* Task directions *
All lines in the records that carry the string "dark" are to be shown.

<<<<

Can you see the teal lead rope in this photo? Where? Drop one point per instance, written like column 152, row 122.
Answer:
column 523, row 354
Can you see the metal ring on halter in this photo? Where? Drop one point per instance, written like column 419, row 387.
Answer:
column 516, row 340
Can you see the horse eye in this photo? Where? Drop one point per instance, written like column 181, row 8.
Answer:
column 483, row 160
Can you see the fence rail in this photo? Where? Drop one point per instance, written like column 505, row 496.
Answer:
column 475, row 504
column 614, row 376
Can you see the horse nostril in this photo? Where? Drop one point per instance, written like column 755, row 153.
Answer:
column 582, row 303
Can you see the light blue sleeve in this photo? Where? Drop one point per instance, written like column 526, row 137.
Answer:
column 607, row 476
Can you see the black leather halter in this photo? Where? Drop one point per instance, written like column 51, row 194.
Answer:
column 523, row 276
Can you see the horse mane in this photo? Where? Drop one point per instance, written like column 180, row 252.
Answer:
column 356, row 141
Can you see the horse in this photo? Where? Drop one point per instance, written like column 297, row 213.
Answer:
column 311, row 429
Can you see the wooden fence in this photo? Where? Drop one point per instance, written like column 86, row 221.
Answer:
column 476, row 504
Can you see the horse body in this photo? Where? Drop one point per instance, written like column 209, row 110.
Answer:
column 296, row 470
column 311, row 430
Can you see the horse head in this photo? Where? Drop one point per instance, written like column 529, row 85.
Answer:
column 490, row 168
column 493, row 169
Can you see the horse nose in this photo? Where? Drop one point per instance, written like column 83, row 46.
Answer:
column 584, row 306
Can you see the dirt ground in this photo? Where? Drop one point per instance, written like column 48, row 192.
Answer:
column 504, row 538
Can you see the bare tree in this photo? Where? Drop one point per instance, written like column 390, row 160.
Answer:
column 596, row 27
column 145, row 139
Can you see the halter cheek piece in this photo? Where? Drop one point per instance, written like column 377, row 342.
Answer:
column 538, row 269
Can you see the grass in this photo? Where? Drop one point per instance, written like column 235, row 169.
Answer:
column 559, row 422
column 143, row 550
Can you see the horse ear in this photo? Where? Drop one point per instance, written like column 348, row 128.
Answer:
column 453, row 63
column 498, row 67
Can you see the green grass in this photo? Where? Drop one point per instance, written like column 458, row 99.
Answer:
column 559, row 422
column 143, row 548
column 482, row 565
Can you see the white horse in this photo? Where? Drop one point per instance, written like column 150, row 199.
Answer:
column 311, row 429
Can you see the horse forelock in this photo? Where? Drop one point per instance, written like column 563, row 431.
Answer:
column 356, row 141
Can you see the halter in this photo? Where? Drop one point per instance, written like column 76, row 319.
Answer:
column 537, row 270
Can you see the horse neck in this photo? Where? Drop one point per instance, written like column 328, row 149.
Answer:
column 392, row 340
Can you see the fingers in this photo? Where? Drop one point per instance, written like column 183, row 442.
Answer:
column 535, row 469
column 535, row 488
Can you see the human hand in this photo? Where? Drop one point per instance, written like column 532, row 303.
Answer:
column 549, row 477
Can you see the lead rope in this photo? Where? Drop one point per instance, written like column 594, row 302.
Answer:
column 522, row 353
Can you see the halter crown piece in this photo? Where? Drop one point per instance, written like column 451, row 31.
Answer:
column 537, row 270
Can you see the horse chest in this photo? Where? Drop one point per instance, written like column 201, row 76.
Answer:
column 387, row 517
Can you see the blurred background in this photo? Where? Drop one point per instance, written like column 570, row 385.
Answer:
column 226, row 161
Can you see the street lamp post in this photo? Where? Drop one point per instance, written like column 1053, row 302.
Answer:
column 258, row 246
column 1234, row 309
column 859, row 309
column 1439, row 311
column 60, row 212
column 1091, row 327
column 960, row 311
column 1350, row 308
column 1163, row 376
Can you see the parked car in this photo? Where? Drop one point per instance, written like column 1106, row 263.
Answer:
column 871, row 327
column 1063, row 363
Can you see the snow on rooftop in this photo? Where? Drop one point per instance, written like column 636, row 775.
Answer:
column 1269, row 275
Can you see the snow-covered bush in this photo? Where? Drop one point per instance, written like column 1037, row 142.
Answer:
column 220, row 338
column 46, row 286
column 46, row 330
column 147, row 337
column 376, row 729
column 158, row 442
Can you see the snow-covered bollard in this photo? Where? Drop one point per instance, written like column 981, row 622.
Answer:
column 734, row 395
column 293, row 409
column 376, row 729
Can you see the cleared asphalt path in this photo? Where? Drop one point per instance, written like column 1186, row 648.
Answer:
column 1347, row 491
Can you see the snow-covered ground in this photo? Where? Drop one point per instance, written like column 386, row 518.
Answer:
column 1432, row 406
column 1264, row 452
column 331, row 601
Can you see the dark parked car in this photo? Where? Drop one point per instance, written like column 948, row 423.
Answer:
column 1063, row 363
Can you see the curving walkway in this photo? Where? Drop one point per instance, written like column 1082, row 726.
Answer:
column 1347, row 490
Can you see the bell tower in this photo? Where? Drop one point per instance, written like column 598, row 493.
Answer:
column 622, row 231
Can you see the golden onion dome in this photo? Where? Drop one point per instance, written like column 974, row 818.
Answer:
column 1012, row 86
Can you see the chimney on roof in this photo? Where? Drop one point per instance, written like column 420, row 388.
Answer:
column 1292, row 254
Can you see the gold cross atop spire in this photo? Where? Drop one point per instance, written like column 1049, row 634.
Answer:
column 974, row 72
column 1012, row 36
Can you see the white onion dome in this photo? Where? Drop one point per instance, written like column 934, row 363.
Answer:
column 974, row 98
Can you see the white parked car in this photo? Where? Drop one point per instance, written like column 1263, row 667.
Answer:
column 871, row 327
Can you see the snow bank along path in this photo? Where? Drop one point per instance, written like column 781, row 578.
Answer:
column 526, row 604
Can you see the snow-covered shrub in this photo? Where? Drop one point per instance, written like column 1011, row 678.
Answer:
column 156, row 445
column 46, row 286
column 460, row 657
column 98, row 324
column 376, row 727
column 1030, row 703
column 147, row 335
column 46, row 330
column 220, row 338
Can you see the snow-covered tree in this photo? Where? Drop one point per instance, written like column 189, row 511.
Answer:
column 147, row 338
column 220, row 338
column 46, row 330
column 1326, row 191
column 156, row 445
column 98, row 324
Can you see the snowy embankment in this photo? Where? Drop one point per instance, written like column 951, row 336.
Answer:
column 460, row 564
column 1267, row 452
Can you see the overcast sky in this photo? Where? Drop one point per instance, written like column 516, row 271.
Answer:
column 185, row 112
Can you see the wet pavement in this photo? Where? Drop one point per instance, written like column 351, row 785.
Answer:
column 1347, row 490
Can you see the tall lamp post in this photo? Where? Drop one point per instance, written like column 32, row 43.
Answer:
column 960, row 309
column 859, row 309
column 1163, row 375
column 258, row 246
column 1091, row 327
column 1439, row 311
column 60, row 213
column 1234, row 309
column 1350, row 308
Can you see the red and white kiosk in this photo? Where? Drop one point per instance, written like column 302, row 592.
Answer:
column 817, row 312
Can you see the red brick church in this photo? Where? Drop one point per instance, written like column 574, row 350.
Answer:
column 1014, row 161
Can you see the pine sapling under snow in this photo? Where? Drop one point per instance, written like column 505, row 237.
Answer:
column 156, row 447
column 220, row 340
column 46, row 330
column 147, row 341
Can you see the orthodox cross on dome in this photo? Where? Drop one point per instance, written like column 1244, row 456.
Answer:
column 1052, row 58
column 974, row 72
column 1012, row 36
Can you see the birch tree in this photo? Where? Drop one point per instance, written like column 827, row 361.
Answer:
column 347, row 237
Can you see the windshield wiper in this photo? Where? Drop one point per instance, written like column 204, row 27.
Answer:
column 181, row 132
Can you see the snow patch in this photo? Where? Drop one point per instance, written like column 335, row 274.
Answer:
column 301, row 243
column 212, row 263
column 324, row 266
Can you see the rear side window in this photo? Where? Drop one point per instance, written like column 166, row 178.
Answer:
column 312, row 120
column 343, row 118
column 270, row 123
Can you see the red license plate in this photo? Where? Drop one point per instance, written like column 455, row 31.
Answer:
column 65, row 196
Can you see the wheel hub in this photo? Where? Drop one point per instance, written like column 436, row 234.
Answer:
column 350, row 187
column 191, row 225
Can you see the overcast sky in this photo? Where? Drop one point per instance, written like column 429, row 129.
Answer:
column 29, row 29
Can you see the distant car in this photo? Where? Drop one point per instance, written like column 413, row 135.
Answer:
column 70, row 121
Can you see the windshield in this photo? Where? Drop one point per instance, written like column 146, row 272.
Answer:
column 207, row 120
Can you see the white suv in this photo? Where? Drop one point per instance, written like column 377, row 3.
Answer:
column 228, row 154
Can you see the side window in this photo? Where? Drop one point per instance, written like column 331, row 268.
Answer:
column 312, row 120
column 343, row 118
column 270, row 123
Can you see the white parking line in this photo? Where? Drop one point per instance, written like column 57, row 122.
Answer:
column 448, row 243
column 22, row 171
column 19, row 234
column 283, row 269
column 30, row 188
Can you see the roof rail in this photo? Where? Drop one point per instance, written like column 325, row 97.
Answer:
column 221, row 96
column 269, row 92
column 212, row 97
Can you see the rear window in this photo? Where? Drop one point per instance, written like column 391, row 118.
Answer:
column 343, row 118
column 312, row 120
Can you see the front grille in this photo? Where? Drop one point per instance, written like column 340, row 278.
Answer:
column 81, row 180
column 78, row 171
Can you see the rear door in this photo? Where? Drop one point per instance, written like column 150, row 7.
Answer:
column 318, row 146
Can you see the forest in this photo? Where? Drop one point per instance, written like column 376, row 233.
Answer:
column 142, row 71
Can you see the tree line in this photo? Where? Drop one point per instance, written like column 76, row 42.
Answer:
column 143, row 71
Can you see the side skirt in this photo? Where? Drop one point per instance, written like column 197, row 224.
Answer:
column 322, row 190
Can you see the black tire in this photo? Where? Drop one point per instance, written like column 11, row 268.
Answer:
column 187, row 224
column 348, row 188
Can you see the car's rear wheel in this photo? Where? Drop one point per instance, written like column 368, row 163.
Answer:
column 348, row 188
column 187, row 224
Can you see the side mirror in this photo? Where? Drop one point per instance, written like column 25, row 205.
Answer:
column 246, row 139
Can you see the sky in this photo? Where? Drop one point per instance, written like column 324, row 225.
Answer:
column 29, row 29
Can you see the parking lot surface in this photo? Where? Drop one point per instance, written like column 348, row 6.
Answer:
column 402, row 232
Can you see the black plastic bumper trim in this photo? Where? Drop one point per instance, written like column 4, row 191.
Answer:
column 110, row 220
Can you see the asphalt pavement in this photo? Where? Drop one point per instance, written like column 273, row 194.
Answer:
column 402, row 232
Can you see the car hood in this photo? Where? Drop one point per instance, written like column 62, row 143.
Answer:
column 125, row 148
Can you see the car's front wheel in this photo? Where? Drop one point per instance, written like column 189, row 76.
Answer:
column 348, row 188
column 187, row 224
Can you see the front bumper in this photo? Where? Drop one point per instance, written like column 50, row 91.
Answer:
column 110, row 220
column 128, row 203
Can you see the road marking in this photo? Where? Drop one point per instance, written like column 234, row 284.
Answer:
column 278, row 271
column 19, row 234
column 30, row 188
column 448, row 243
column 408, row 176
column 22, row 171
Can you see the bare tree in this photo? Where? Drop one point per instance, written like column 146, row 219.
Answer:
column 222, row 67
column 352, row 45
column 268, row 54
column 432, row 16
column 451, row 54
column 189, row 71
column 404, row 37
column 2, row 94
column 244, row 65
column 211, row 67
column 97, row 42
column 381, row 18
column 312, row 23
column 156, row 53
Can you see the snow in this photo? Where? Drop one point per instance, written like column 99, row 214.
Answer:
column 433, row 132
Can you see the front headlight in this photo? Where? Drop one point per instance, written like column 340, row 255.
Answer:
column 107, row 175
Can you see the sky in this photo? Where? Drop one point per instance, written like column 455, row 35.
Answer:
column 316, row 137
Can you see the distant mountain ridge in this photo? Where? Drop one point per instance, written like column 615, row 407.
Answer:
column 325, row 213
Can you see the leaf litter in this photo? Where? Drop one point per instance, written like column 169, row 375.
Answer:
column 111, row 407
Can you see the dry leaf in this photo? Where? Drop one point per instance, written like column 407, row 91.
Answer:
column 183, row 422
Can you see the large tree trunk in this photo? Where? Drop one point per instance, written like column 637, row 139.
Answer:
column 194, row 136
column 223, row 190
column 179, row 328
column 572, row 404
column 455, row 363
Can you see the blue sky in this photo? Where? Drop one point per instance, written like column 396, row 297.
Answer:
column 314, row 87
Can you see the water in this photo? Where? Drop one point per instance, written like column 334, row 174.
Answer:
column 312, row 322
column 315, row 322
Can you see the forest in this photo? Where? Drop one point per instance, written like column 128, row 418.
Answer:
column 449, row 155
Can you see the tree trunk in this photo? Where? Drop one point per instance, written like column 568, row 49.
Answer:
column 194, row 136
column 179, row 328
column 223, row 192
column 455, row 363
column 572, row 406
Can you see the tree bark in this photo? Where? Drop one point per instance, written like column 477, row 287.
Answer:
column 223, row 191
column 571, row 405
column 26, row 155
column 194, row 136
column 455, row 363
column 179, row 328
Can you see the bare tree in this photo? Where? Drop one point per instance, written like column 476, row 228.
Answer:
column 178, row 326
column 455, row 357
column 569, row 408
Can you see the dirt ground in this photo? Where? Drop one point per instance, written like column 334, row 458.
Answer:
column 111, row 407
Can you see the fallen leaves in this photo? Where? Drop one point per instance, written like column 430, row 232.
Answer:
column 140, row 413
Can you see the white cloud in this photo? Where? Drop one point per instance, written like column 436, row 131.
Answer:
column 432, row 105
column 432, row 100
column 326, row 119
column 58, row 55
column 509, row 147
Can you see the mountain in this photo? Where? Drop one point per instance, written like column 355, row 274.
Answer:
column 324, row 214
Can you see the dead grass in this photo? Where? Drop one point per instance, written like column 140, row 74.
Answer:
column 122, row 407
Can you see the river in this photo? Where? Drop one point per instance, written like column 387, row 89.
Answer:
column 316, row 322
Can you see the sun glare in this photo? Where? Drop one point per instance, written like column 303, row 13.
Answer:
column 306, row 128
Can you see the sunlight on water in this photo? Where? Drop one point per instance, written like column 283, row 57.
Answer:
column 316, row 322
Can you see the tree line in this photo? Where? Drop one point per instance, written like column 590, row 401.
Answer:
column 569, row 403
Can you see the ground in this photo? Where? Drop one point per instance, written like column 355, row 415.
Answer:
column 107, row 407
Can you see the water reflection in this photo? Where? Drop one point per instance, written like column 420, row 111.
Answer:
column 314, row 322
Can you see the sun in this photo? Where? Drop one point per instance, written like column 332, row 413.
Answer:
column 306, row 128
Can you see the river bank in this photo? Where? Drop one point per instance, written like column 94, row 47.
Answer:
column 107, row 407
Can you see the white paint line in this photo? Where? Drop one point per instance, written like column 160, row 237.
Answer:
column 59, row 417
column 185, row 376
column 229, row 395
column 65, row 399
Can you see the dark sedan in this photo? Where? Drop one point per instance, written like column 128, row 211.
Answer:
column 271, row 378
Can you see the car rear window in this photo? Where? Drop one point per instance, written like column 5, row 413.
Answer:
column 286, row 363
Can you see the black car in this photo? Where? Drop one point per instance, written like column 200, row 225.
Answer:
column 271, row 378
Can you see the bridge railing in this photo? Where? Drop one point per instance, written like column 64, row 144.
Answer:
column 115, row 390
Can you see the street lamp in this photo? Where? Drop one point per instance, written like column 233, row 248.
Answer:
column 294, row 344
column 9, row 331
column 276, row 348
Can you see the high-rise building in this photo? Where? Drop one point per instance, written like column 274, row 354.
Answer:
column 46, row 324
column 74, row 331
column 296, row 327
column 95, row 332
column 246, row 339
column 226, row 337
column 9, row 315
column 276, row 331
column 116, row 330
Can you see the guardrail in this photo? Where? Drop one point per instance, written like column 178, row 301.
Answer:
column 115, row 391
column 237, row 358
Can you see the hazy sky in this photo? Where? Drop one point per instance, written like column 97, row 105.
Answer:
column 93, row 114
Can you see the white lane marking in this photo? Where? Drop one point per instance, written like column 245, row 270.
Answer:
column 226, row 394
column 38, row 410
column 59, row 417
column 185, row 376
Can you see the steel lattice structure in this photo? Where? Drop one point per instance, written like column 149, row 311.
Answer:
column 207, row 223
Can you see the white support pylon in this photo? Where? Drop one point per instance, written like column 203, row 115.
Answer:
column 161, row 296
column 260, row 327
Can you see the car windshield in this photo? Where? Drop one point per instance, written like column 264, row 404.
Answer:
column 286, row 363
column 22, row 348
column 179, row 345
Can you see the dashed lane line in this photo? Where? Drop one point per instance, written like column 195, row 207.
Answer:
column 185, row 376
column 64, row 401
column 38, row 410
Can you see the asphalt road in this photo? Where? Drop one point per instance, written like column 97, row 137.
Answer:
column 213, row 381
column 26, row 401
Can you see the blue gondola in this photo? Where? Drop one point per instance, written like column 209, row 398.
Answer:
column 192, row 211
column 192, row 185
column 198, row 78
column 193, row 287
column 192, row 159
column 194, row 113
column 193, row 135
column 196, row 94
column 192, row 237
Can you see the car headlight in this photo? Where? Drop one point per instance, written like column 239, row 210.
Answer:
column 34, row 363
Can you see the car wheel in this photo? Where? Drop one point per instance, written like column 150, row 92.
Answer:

>>>>

* Task result *
Can you see the dark parked car in this photo? Where? Drop one point per instance, written like column 948, row 423.
Can you see the dark sedan in this photo? Where? Drop one point per instance, written like column 128, row 211.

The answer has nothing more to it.